_EXERCISE DETAILS_
From the text on invasive species, pull out everything from "A species can" down to "dollars a year." and copy it word for word.
[Opening EXERCISE TEXT section]
Carlton: It’s a very long list; invasions harm not only the environment but also have industrial, social, recreational, and economic impacts. The list is long because so many hundreds of species have invaded the world’s coastlines.
A species can become the dominant organism in many communities, replacing and displacing native species.
In a direct sense, they impact recreation by creating huge fouling communities that need to be dealt with by recreational boaters, operators of marinas, those maintaining buoys, and so on.
There are certainly impacts on the economy. An example is the zebra mussel of the Great Lakes, Dreissena polymorpha. This small, fingernail-sized fouling mussel is native to the Black Sea of Asia. Since its introduction to North America in the 1980s, it has spread rapidly to all of the Great Lakes, the Mississippi River, and many other waterways. Hundreds of millions of dollars have been spent by the U.S. and Canada on the zebra mussel invasion.
The North American comb jelly collapsed the anchovy and other fisheries in the Black Sea, an industry worth hundreds of millions of dollars a year.
In California, a tiny sabellid worm from South Africa has impacted the abalone aquaculture industry.
There are also human health impacts with the movement of bacteria, such as cholera, in ballast water.
So the list is long, almost as long as the number of species that are invaders.
Why is it that some exotics seem benign to the environment while others take over their new home?
Carlton: Some exotic species become abundant very quickly. But we’re not so sure that any species is benign. Every species entering a new environment that becomes established is using space, using food, and using other resources. So the question of “benign” may be more a human value and human impact question, rather than impact on the environment. If we have a small introduced crustacean, a small worm, or a small mollusk, which displaces or replaces a native species, that’s not benign. The invasive species may not have a direct first-order human impact on society, but hundreds of species have invaded which have probably vastly altered the biodiversity of American waters and the seascape.
I don’t know if we can actually demonstrate that any exotic is benign, whether it’s terrestrial, freshwater, or marine. They all impact the environment as they establish themselves. Some of them become very abundant. Others spread more rapidly than others. It’s often a species-specific case. It has to do with their reproductive biology, the kind of habitat they occupy, their mechanisms of dispersal, the kind of food resources they need. Because of these and other variables, it’s often hard to predict whether a given species will spread rapidly or not unless we know that it’s the kind of species that spreads rapidly from its previous history, but even then there are surprises.
[Closing EXERCISE TEXT section]
[Opening SUPPLIED MATERIAL section]
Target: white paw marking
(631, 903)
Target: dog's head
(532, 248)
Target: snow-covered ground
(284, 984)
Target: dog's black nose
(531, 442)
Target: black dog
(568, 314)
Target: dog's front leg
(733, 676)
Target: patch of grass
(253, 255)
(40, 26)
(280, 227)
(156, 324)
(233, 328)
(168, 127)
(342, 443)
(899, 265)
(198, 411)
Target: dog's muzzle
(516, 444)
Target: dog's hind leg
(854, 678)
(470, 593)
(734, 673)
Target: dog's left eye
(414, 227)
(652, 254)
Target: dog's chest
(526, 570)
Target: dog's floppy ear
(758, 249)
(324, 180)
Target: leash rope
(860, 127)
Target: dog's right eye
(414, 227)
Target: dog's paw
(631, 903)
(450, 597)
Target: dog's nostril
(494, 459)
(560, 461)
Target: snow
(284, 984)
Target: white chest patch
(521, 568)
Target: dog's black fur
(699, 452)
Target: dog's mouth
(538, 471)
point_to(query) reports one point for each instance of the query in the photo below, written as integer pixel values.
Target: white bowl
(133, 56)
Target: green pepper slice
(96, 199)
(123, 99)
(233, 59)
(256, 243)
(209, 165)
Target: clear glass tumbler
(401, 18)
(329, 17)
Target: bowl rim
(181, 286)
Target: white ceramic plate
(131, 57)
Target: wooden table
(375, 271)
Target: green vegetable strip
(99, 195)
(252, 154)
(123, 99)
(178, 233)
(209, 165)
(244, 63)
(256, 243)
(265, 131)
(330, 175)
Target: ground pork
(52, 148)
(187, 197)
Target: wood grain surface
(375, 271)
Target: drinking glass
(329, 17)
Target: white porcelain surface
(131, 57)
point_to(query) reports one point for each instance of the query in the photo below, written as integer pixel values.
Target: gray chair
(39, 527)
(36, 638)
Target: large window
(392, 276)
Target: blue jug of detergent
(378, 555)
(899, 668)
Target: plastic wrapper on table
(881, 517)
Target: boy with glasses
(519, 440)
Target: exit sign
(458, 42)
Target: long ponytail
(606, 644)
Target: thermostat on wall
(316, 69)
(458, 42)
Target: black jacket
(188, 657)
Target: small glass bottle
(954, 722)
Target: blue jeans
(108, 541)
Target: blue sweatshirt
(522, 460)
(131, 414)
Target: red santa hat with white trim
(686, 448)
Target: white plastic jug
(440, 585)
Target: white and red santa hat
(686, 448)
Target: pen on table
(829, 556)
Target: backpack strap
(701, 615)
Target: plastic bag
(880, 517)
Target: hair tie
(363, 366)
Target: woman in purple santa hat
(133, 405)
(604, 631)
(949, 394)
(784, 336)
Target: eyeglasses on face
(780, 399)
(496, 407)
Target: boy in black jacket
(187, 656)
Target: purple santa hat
[Closing SUPPLIED MATERIAL section]
_RESPONSE AREA_
A species can become the dominant organism in many communities, replacing and displacing native species.
In a direct sense, they impact recreation by creating huge fouling communities that need to be dealt with by recreational boaters, operators of marinas, those maintaining buoys, and so on.
There are certainly impacts on the economy. An example is the zebra mussel of the Great Lakes, Dreissena polymorpha. This small, fingernail-sized fouling mussel is native to the Black Sea of Asia. Since its introduction to North America in the 1980s, it has spread rapidly to all of the Great Lakes, the Mississippi River, and many other waterways. Hundreds of millions of dollars have been spent by the U.S. and Canada on the zebra mussel invasion.
The North American comb jelly collapsed the anchovy and other fisheries in the Black Sea, an industry worth hundreds of millions of dollars a year.